_Extracted records_:
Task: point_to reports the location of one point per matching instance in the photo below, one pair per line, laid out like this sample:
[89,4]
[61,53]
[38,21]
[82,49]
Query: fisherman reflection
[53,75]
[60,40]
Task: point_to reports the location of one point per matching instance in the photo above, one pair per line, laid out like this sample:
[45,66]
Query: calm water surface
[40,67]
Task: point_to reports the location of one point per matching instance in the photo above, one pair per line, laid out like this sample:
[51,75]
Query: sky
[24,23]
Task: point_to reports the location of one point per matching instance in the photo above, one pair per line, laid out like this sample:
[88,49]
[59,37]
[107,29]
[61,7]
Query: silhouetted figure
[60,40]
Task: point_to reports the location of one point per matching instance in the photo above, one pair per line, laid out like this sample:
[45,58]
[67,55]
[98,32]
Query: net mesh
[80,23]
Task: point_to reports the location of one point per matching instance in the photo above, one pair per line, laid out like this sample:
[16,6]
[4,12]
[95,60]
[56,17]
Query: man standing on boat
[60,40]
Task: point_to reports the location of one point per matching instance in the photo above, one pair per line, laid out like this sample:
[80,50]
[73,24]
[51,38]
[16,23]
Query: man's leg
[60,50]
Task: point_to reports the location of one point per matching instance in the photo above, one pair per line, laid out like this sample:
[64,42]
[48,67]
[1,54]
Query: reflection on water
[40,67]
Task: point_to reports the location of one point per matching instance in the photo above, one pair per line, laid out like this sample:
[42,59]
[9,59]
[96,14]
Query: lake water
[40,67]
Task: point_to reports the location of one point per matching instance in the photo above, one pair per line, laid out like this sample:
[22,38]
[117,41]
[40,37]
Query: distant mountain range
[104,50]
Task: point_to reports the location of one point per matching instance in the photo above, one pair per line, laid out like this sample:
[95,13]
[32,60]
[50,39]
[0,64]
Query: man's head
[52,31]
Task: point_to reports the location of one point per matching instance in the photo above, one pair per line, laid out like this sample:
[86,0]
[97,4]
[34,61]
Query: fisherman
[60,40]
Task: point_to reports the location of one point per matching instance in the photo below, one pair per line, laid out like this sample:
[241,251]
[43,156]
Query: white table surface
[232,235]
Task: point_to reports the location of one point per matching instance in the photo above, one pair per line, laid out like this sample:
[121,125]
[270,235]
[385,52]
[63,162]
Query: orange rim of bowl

_Short task_: Generate an exact reproduction of all entries.

_Task answer_:
Task: point_to reports the location of one point per matching instance in the photo below, one pair per line, laid out like this sample:
[89,4]
[61,53]
[38,21]
[82,49]
Query: fisherman reflection
[53,75]
[60,40]
Task: point_to reports the location of one point per matching instance in the photo above, one pair per line, laid out like this sample:
[45,66]
Query: calm water surface
[40,67]
Task: point_to reports the location of one point per matching instance in the photo above, one pair per line, laid out like this sample:
[51,75]
Query: sky
[24,23]
Task: point_to reports the location of one point per matching instance in the photo above, one pair per line, laid out like this sample:
[88,49]
[59,37]
[107,29]
[61,7]
Query: silhouetted figure
[60,40]
Task: point_to reports the location of one point per matching instance in the photo above, one pair per line, laid out like this sample:
[45,58]
[67,55]
[98,32]
Query: net mesh
[80,23]
Task: point_to reports the location of one point per matching instance in the photo above, one pair per line, laid out like this sample:
[16,6]
[4,12]
[95,60]
[56,17]
Query: man standing on boat
[60,40]
Task: point_to reports the location of one point per matching instance in the photo above, one pair per line, laid out like this sample:
[80,50]
[73,24]
[51,38]
[16,23]
Query: man's leg
[60,50]
Task: point_to reports the location of one point per matching instance in the photo above, one pair per line, laid out like this sample:
[64,42]
[48,67]
[1,54]
Query: reflection on water
[40,67]
Task: point_to reports the location of one point per matching instance in the photo above, one pair per line, laid out like this sample:
[42,59]
[9,59]
[96,14]
Query: lake water
[40,67]
Task: point_to reports the location of one point per matching instance in the photo above, one pair per line, laid out like this sample:
[22,38]
[117,41]
[40,37]
Query: distant mountain range
[104,50]
Task: point_to reports the location of one point per matching instance in the photo above, one pair per line, laid out like this sample:
[95,13]
[32,60]
[50,39]
[0,64]
Query: man's head
[52,31]
Task: point_to reports the location of one point per matching instance in the photo above, one pair per line, laid out like this sample:
[86,0]
[97,4]
[34,61]
Query: fisherman
[60,40]
Task: point_to reports the location of one point per matching instance in the photo below, one pair per line, laid out like this sample:
[241,251]
[43,156]
Query: white table surface
[232,235]
Task: point_to reports the location of one point per matching instance in the photo above, one pair per line, laid out like this sample:
[121,125]
[270,235]
[385,52]
[63,162]
Query: orange rim of bowl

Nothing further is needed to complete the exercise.